- [Textauszug]
Und plötzlich waren sie da, unübersehbar in meiner Timeline genauso wie im Alltag: Taylor Swift und ihre Swifties. Unmittelbar danach hagelte es Zeitungsartikel, in denen die Konzertabsage zu einem hochdramatischen, regelrecht traumatisierenden Ereignis und die Künstlerin zur Feminismusikone hochstilisiert wurden. Das kann man gerne so sehen, mir persönlich erscheint eine Konzertabsage für ein »einschneidendes« Erlebnis aber dann doch etwas wenig.
Was mich aber wirklich erstaunt: Ein ganzer Staat knickt ein, weil sich ein paar Heranwachsende einen Anschlag in den Kopf gesetzt hatten. Gleich drei Konzerte mit jeweils 65.000 Besuchern werden abgesagt. Der finanzielle Schaden geht in die Millionen, die Verunsicherung der Bevölkerung ist erheblich. Dass so etwas eigentlich nicht passieren darf, scheint Konsens zu sein. Dass es dennoch geschah, könnte auch daran liegen, dass die bockigen Ösis bisher keine Messenger-Überwachung auf’s rot-weiß-rote Aug sich haben drücken lassen. Und nun wird Überwachung als einzige Lösung und unumgänglich präsentiert, um solche Gefährder frühzeitig aus dem Verkehr ziehen zu können. Ich darf jene, die so denken, einladen, mit mir einen Schritt zurück zu tun, um trotz des politmedialen Getöses, den Überblick wieder herzustellen.
Woher kommen diese Terroristen?

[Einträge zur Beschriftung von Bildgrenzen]
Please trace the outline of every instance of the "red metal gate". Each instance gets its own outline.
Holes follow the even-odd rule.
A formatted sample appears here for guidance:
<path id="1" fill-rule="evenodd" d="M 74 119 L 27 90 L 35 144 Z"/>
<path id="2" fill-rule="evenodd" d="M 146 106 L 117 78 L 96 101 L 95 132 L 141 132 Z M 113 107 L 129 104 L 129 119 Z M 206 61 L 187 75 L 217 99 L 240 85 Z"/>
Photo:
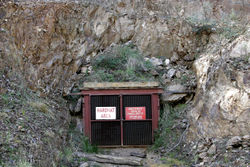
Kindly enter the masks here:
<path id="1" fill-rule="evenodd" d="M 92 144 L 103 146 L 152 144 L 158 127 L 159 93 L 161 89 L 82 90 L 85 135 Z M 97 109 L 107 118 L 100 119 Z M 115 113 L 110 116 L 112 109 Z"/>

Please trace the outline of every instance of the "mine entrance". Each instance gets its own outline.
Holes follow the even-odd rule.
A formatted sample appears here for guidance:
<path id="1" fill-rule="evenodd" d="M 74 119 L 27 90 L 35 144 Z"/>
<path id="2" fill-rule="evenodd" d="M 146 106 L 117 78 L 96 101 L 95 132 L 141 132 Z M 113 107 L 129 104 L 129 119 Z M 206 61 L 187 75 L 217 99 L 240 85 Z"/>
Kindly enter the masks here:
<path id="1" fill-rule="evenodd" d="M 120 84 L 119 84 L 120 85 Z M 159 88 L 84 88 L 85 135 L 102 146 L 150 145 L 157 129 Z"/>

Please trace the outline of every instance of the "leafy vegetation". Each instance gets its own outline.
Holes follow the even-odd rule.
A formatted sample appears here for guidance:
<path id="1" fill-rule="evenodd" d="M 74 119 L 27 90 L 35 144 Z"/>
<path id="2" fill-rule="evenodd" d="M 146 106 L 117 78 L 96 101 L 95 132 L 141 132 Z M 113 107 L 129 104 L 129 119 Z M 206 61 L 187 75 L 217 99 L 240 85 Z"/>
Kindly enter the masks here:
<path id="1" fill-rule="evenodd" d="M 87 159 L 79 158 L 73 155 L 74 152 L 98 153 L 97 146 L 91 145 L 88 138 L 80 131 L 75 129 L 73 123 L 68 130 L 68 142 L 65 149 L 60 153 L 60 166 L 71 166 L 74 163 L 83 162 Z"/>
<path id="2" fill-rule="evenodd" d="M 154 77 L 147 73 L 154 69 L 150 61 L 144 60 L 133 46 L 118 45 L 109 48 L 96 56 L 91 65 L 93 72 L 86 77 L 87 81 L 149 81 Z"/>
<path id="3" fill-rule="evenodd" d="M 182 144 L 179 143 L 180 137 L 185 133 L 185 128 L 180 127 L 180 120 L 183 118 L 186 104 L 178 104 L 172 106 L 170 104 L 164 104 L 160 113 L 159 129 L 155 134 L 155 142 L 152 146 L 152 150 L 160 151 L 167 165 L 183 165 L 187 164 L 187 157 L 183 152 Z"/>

- [Aufgabe]
Beantworte diese Fragen zum Textauszug über die Absage der Taylor-Swift-Konzerte kurz.
(a) Zu was wurde die Künstlerin in den Zeitungsartikeln hochstilisiert?
(b) Wie viele Konzerte wurden abgesagt?
(c) Mit wie vielen Besuchern pro Konzert war jeweils zu rechnen?
Die Daten haben damit nichts zu tun.

- [Lösung]
(a) Zur Feminismusikone
(b) Drei
(c) Mit 65.000